Please set down the rows below line for line, exactly as they stand, but leave the pictures out of your copy.

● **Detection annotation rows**
* Begin *

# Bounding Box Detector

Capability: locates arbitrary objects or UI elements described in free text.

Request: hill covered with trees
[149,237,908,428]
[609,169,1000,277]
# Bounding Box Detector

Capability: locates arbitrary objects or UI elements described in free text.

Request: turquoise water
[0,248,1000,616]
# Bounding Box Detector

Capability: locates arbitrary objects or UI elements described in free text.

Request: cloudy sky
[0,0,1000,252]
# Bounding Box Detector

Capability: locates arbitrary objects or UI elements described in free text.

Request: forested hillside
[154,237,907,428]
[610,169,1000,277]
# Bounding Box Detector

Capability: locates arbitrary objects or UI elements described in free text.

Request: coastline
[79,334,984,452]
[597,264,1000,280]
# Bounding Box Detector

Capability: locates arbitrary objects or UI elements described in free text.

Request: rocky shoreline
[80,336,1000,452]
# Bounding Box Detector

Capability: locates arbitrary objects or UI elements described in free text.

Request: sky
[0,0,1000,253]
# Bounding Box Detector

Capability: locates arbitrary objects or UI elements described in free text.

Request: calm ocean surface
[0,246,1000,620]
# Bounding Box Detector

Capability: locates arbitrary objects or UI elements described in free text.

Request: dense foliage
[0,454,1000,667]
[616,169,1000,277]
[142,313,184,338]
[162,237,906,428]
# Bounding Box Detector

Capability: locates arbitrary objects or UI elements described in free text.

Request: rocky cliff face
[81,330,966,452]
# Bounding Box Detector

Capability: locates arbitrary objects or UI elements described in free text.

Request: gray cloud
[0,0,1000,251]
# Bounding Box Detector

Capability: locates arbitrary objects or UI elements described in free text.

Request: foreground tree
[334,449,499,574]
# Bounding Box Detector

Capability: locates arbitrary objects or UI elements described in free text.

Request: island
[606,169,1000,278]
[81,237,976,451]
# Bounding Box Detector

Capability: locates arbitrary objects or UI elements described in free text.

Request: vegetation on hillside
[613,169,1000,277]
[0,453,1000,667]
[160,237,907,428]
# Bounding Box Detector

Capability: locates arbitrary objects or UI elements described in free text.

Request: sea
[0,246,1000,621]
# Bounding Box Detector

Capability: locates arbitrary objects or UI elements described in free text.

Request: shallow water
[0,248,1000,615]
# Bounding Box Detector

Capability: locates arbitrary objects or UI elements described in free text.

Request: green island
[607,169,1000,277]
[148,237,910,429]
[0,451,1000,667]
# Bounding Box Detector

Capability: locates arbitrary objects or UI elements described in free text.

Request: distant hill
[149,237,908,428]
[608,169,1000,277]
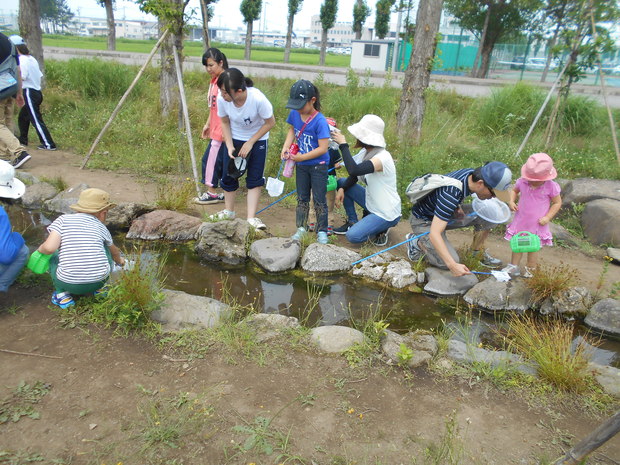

* End *

● **WRITTEN SOLUTION**
# Bounding Box Detector

Capability: locates arbitrary objects or UI elements described in free text.

Request: hill covered with trees
[149,237,908,428]
[609,169,1000,277]
# Bounding Box Detector

Capability: locates arbitrary objects or UI elements described in free text.

Request: turquoise water
[0,248,1000,616]
# Bounding Box Detector

Capability: locates arbitrary objects or UI elements described in free text.

Request: cloudy sky
[0,0,1000,252]
# Bounding Box Detector

Capability: locates arbitrary objects or UI elements described in free text.

Request: forested hillside
[154,237,907,428]
[610,169,1000,277]
# Bounding Box Detector

Capability: locates arbitrary objects or UI elements described in free text.

Request: coastline
[79,334,984,452]
[597,264,1000,280]
# Bounding Box Detector

Capability: locates arbitrary objects or UI elements described in free text.

Request: rocky shoreline
[80,336,1000,452]
# Bounding Box Detector

Capability: locates arbitrary objects or UI elements described in free text.

Request: sky
[0,0,1000,253]
# Bounding Box Detector

Capability: locates arbitrary objects or UI elements described in free text.

Request: calm ocean surface
[0,246,1000,620]
# Bounding Box Detector

Capability: locates arbitrary objects or UI elements described in free text.

Request: dense foliage
[0,454,1000,667]
[616,169,1000,277]
[142,313,184,338]
[162,237,906,428]
# Bounding Box Detector

Capability: locates arbitrary objects or UI elements described in free text.

Request: rocky cliff face
[81,330,966,452]
# Bounding Box Detector

Capability: locates arbitrary objects or UI elements described in free text.

Request: gray cloud
[0,0,1000,251]
# Bounding Box Detector

Capability: locates arbitrary objects or UI elements described in free text.

Request: foreground tree
[334,449,499,574]
# Bounding Box Detector

Capability: locates arbitrary objects or UI elements described in free text.

Request: island
[606,169,1000,278]
[81,237,976,451]
# Bounding Box Detector

Capability: locates arbitrary objects or UI elements described in free text.

Request: vegetation on hillside
[613,169,1000,277]
[0,453,1000,667]
[160,237,907,428]
# Bounding Box Detector

Capability: locates arbitrary objects or UI elements described in free text.

Request: sea
[0,246,1000,621]
# Bounding Box Detector

Capability: locates arbitrary objects or UI elements described in free text.

Request: shallow water
[0,248,1000,615]
# Bounding Box Detector

Capability: locates arbitrary objects or UI elements described in free text.

Request: green island
[607,169,1000,277]
[148,237,910,429]
[0,451,1000,667]
# Bounding Box Detector

Capability: locates arbitrary objects or UI elements described in free text.

Request: distant hill
[149,237,908,428]
[608,169,1000,277]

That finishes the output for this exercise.